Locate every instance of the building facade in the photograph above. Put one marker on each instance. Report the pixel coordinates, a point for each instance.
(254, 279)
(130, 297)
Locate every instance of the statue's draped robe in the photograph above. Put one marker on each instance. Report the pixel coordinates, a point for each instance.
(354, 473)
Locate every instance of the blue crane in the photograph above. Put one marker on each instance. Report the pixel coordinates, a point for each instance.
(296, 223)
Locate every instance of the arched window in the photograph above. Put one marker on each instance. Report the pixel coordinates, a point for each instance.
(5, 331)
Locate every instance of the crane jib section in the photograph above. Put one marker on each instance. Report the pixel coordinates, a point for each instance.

_What you will do_
Line by line, copy the data above.

_Answer to the exercise_
Locate every instance of the building facade in the photograph above. Put one marker on each instance. Report the pixel coordinates, a point for each instance.
(254, 279)
(130, 297)
Locate every instance of the statue's draped robe in the photograph above. Put one marker on each instance. Report the pixel coordinates, a point for each instance.
(354, 473)
Locate every instance of the blue crane in the photograph above. Put one marker on each instance. Report the pixel coordinates, a point for each instance.
(296, 223)
Locate every instance of the arched window in the photograph above. Put one marker on each instance. Report the pixel coordinates, a point for each instance.
(5, 331)
Locate every instance of the crane jib section in the photograph above. Put one marker on each instance. Report the pixel coordinates, a point for each instance.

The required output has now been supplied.